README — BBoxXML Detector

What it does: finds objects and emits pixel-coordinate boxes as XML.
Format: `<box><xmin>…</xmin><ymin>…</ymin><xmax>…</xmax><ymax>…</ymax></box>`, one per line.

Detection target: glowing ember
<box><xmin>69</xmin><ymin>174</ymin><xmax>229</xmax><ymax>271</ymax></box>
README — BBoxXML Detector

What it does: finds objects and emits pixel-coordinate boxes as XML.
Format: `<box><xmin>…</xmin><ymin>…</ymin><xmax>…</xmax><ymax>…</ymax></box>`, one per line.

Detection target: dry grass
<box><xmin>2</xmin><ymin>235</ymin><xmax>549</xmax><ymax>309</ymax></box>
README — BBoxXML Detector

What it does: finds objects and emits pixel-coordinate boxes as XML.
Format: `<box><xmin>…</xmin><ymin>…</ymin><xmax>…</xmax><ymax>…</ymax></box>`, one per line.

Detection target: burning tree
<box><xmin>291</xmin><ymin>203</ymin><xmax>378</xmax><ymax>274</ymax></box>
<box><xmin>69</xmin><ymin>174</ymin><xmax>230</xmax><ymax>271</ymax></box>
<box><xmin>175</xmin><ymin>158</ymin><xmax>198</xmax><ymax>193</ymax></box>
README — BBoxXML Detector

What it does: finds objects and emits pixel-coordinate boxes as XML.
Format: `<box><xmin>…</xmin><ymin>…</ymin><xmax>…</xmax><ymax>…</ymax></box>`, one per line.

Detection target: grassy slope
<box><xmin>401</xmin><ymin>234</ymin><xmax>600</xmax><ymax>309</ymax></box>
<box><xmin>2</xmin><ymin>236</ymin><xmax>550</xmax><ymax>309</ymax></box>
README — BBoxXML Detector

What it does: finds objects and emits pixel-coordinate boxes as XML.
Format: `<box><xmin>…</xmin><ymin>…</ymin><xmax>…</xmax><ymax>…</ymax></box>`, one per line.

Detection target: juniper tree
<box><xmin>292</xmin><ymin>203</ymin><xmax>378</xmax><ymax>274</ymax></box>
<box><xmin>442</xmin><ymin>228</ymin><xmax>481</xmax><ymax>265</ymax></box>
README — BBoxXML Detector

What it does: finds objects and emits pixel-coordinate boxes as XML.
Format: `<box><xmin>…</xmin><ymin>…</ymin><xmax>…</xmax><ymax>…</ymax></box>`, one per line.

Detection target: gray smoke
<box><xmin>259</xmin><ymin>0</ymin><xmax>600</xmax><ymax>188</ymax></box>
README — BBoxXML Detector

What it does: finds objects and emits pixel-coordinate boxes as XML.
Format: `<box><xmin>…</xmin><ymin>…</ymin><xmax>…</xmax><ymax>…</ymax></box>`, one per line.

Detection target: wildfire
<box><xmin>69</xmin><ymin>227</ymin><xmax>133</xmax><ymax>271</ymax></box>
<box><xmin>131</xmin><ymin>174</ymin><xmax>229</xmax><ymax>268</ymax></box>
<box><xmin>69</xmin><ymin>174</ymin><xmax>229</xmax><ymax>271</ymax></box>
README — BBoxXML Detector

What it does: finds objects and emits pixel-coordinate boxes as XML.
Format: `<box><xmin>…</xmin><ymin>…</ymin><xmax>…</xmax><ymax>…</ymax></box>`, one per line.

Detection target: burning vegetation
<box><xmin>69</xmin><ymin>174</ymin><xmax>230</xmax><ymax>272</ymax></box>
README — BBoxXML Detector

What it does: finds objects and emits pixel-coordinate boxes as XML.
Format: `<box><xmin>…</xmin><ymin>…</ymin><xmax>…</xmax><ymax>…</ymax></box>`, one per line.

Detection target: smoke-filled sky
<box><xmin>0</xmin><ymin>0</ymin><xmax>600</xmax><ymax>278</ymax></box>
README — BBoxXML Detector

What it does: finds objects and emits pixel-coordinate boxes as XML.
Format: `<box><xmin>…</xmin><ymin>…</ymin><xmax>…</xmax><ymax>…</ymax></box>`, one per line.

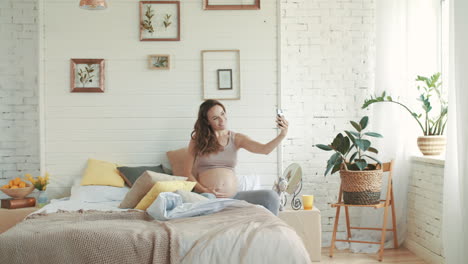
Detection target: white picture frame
<box><xmin>201</xmin><ymin>50</ymin><xmax>241</xmax><ymax>100</ymax></box>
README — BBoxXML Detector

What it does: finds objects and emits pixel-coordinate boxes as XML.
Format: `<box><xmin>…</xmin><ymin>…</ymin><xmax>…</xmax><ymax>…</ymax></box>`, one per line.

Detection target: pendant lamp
<box><xmin>80</xmin><ymin>0</ymin><xmax>107</xmax><ymax>10</ymax></box>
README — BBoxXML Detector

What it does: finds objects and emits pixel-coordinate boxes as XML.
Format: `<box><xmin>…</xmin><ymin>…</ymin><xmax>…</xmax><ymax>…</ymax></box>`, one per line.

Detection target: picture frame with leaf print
<box><xmin>148</xmin><ymin>54</ymin><xmax>170</xmax><ymax>70</ymax></box>
<box><xmin>140</xmin><ymin>1</ymin><xmax>180</xmax><ymax>41</ymax></box>
<box><xmin>70</xmin><ymin>59</ymin><xmax>104</xmax><ymax>93</ymax></box>
<box><xmin>203</xmin><ymin>0</ymin><xmax>260</xmax><ymax>10</ymax></box>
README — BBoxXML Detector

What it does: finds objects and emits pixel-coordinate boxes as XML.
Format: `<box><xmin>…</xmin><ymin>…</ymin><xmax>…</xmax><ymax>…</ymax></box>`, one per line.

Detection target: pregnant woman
<box><xmin>184</xmin><ymin>100</ymin><xmax>288</xmax><ymax>215</ymax></box>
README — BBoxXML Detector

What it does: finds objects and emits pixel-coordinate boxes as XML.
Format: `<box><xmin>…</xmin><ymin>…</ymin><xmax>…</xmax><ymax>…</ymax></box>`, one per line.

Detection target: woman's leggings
<box><xmin>233</xmin><ymin>190</ymin><xmax>280</xmax><ymax>215</ymax></box>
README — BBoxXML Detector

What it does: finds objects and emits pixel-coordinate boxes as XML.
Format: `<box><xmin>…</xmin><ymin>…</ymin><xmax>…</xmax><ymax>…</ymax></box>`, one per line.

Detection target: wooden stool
<box><xmin>330</xmin><ymin>160</ymin><xmax>398</xmax><ymax>261</ymax></box>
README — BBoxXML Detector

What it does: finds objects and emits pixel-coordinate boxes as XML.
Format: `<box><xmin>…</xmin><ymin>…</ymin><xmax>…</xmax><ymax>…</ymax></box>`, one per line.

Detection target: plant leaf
<box><xmin>331</xmin><ymin>157</ymin><xmax>343</xmax><ymax>174</ymax></box>
<box><xmin>337</xmin><ymin>137</ymin><xmax>350</xmax><ymax>155</ymax></box>
<box><xmin>362</xmin><ymin>155</ymin><xmax>382</xmax><ymax>164</ymax></box>
<box><xmin>324</xmin><ymin>153</ymin><xmax>340</xmax><ymax>176</ymax></box>
<box><xmin>315</xmin><ymin>144</ymin><xmax>333</xmax><ymax>151</ymax></box>
<box><xmin>345</xmin><ymin>130</ymin><xmax>356</xmax><ymax>144</ymax></box>
<box><xmin>331</xmin><ymin>133</ymin><xmax>344</xmax><ymax>150</ymax></box>
<box><xmin>355</xmin><ymin>159</ymin><xmax>367</xmax><ymax>171</ymax></box>
<box><xmin>355</xmin><ymin>139</ymin><xmax>371</xmax><ymax>151</ymax></box>
<box><xmin>367</xmin><ymin>147</ymin><xmax>379</xmax><ymax>154</ymax></box>
<box><xmin>359</xmin><ymin>116</ymin><xmax>369</xmax><ymax>129</ymax></box>
<box><xmin>364</xmin><ymin>132</ymin><xmax>383</xmax><ymax>138</ymax></box>
<box><xmin>350</xmin><ymin>121</ymin><xmax>362</xmax><ymax>132</ymax></box>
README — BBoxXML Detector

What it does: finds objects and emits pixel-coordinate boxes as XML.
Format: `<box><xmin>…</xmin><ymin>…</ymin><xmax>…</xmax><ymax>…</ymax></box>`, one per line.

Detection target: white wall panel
<box><xmin>41</xmin><ymin>0</ymin><xmax>278</xmax><ymax>197</ymax></box>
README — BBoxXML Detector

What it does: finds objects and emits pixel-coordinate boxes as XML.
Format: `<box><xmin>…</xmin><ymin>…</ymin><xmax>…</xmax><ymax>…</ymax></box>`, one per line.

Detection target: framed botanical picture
<box><xmin>140</xmin><ymin>1</ymin><xmax>180</xmax><ymax>41</ymax></box>
<box><xmin>148</xmin><ymin>55</ymin><xmax>170</xmax><ymax>70</ymax></box>
<box><xmin>70</xmin><ymin>59</ymin><xmax>104</xmax><ymax>93</ymax></box>
<box><xmin>201</xmin><ymin>50</ymin><xmax>241</xmax><ymax>100</ymax></box>
<box><xmin>218</xmin><ymin>69</ymin><xmax>232</xmax><ymax>90</ymax></box>
<box><xmin>203</xmin><ymin>0</ymin><xmax>260</xmax><ymax>10</ymax></box>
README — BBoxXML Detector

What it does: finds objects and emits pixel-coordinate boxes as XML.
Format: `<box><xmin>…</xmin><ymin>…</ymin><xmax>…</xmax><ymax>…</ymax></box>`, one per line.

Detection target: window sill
<box><xmin>411</xmin><ymin>154</ymin><xmax>445</xmax><ymax>166</ymax></box>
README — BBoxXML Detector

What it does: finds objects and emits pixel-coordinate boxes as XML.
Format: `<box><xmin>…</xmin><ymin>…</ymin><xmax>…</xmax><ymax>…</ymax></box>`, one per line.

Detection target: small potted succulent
<box><xmin>362</xmin><ymin>73</ymin><xmax>448</xmax><ymax>155</ymax></box>
<box><xmin>315</xmin><ymin>116</ymin><xmax>383</xmax><ymax>204</ymax></box>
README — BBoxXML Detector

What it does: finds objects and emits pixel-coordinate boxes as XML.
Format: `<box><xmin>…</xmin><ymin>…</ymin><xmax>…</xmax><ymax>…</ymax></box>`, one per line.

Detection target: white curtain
<box><xmin>443</xmin><ymin>0</ymin><xmax>468</xmax><ymax>264</ymax></box>
<box><xmin>338</xmin><ymin>0</ymin><xmax>440</xmax><ymax>253</ymax></box>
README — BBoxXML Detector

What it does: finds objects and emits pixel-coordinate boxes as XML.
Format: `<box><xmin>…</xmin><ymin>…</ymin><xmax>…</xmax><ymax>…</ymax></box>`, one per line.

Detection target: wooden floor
<box><xmin>320</xmin><ymin>247</ymin><xmax>426</xmax><ymax>264</ymax></box>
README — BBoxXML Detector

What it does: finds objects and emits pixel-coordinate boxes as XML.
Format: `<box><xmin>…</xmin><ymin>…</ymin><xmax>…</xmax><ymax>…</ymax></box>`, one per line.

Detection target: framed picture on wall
<box><xmin>218</xmin><ymin>69</ymin><xmax>232</xmax><ymax>90</ymax></box>
<box><xmin>140</xmin><ymin>1</ymin><xmax>180</xmax><ymax>41</ymax></box>
<box><xmin>203</xmin><ymin>0</ymin><xmax>260</xmax><ymax>10</ymax></box>
<box><xmin>70</xmin><ymin>59</ymin><xmax>104</xmax><ymax>93</ymax></box>
<box><xmin>148</xmin><ymin>54</ymin><xmax>170</xmax><ymax>70</ymax></box>
<box><xmin>201</xmin><ymin>50</ymin><xmax>241</xmax><ymax>100</ymax></box>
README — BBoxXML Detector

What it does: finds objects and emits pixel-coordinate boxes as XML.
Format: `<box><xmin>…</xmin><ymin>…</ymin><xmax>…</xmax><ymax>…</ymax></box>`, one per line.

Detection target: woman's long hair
<box><xmin>191</xmin><ymin>99</ymin><xmax>226</xmax><ymax>156</ymax></box>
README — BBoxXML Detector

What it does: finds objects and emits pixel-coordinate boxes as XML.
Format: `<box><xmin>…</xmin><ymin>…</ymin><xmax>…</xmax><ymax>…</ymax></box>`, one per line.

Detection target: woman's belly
<box><xmin>198</xmin><ymin>168</ymin><xmax>237</xmax><ymax>197</ymax></box>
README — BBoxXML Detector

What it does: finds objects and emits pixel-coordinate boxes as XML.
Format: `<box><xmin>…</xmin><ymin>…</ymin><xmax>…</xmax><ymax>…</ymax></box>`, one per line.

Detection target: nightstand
<box><xmin>278</xmin><ymin>207</ymin><xmax>322</xmax><ymax>261</ymax></box>
<box><xmin>0</xmin><ymin>207</ymin><xmax>39</xmax><ymax>234</ymax></box>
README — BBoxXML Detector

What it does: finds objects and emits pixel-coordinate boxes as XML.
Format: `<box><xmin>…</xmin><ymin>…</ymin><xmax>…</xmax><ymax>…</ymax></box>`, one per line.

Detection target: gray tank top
<box><xmin>193</xmin><ymin>131</ymin><xmax>238</xmax><ymax>177</ymax></box>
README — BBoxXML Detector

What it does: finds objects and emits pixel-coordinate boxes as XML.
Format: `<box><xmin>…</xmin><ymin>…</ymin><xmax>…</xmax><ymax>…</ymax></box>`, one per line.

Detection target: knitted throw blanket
<box><xmin>0</xmin><ymin>211</ymin><xmax>179</xmax><ymax>264</ymax></box>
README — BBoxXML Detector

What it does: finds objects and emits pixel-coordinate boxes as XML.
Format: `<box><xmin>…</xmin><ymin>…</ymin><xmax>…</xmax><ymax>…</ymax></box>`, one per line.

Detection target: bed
<box><xmin>0</xmin><ymin>199</ymin><xmax>310</xmax><ymax>264</ymax></box>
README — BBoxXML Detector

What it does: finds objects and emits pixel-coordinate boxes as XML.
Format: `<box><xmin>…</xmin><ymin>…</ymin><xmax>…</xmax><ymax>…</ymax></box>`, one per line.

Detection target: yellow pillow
<box><xmin>81</xmin><ymin>159</ymin><xmax>125</xmax><ymax>187</ymax></box>
<box><xmin>135</xmin><ymin>181</ymin><xmax>197</xmax><ymax>210</ymax></box>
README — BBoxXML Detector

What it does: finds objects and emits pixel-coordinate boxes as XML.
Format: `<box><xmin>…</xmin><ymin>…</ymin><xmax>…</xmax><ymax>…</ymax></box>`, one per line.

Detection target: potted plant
<box><xmin>315</xmin><ymin>116</ymin><xmax>383</xmax><ymax>204</ymax></box>
<box><xmin>362</xmin><ymin>73</ymin><xmax>448</xmax><ymax>155</ymax></box>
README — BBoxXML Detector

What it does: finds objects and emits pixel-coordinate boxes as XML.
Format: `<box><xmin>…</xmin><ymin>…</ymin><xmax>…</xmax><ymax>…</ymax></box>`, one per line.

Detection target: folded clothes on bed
<box><xmin>146</xmin><ymin>192</ymin><xmax>247</xmax><ymax>221</ymax></box>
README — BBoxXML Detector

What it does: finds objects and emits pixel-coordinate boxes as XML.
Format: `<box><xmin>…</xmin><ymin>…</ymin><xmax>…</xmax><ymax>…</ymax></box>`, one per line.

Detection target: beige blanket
<box><xmin>0</xmin><ymin>202</ymin><xmax>310</xmax><ymax>264</ymax></box>
<box><xmin>0</xmin><ymin>211</ymin><xmax>178</xmax><ymax>264</ymax></box>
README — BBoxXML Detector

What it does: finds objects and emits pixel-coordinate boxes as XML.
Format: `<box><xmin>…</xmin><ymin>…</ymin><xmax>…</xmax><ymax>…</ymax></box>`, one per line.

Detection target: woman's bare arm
<box><xmin>184</xmin><ymin>140</ymin><xmax>211</xmax><ymax>193</ymax></box>
<box><xmin>236</xmin><ymin>117</ymin><xmax>289</xmax><ymax>155</ymax></box>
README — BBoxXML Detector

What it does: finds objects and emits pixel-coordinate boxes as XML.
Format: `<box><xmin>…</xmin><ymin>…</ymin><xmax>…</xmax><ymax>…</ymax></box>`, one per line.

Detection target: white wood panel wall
<box><xmin>40</xmin><ymin>0</ymin><xmax>277</xmax><ymax>197</ymax></box>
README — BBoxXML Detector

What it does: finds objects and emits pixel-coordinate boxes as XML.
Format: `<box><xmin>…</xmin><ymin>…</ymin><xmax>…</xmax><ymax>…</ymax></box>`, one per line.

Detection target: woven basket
<box><xmin>418</xmin><ymin>136</ymin><xmax>446</xmax><ymax>156</ymax></box>
<box><xmin>340</xmin><ymin>165</ymin><xmax>383</xmax><ymax>204</ymax></box>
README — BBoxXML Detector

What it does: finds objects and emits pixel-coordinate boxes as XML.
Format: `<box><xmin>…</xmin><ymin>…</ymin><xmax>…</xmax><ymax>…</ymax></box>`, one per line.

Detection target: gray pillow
<box><xmin>174</xmin><ymin>190</ymin><xmax>209</xmax><ymax>203</ymax></box>
<box><xmin>119</xmin><ymin>171</ymin><xmax>187</xmax><ymax>208</ymax></box>
<box><xmin>117</xmin><ymin>165</ymin><xmax>167</xmax><ymax>187</ymax></box>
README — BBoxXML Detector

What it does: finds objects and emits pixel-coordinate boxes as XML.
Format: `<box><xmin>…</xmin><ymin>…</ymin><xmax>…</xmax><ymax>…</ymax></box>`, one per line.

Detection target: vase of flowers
<box><xmin>362</xmin><ymin>72</ymin><xmax>448</xmax><ymax>155</ymax></box>
<box><xmin>25</xmin><ymin>172</ymin><xmax>49</xmax><ymax>207</ymax></box>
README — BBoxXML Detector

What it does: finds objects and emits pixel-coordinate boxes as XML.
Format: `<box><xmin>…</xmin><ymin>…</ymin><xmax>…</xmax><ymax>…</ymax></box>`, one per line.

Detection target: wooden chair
<box><xmin>330</xmin><ymin>160</ymin><xmax>398</xmax><ymax>261</ymax></box>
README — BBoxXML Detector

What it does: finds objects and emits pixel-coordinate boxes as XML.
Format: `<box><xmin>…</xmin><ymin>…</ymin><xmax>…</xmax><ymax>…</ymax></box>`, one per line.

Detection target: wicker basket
<box><xmin>340</xmin><ymin>165</ymin><xmax>383</xmax><ymax>204</ymax></box>
<box><xmin>418</xmin><ymin>136</ymin><xmax>446</xmax><ymax>156</ymax></box>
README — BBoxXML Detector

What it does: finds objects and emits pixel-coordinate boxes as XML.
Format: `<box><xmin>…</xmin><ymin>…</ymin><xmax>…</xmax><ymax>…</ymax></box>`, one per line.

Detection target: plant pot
<box><xmin>340</xmin><ymin>168</ymin><xmax>383</xmax><ymax>205</ymax></box>
<box><xmin>418</xmin><ymin>136</ymin><xmax>446</xmax><ymax>156</ymax></box>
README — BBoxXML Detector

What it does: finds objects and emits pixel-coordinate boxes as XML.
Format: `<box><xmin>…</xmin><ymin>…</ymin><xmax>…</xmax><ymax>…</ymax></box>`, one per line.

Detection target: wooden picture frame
<box><xmin>70</xmin><ymin>59</ymin><xmax>105</xmax><ymax>93</ymax></box>
<box><xmin>139</xmin><ymin>1</ymin><xmax>180</xmax><ymax>41</ymax></box>
<box><xmin>201</xmin><ymin>50</ymin><xmax>241</xmax><ymax>100</ymax></box>
<box><xmin>148</xmin><ymin>54</ymin><xmax>171</xmax><ymax>70</ymax></box>
<box><xmin>203</xmin><ymin>0</ymin><xmax>260</xmax><ymax>10</ymax></box>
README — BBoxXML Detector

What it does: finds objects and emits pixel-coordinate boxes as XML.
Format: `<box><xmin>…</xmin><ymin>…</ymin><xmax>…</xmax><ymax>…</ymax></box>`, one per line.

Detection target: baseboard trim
<box><xmin>403</xmin><ymin>239</ymin><xmax>445</xmax><ymax>264</ymax></box>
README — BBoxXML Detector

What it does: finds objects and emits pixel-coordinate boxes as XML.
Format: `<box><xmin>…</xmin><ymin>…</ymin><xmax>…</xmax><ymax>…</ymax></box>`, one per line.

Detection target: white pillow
<box><xmin>70</xmin><ymin>185</ymin><xmax>130</xmax><ymax>203</ymax></box>
<box><xmin>237</xmin><ymin>174</ymin><xmax>260</xmax><ymax>192</ymax></box>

▶ [What you have to do] Count how many lines of the listing above contain the word "picture", and give only that number.

▶ [The reply] 5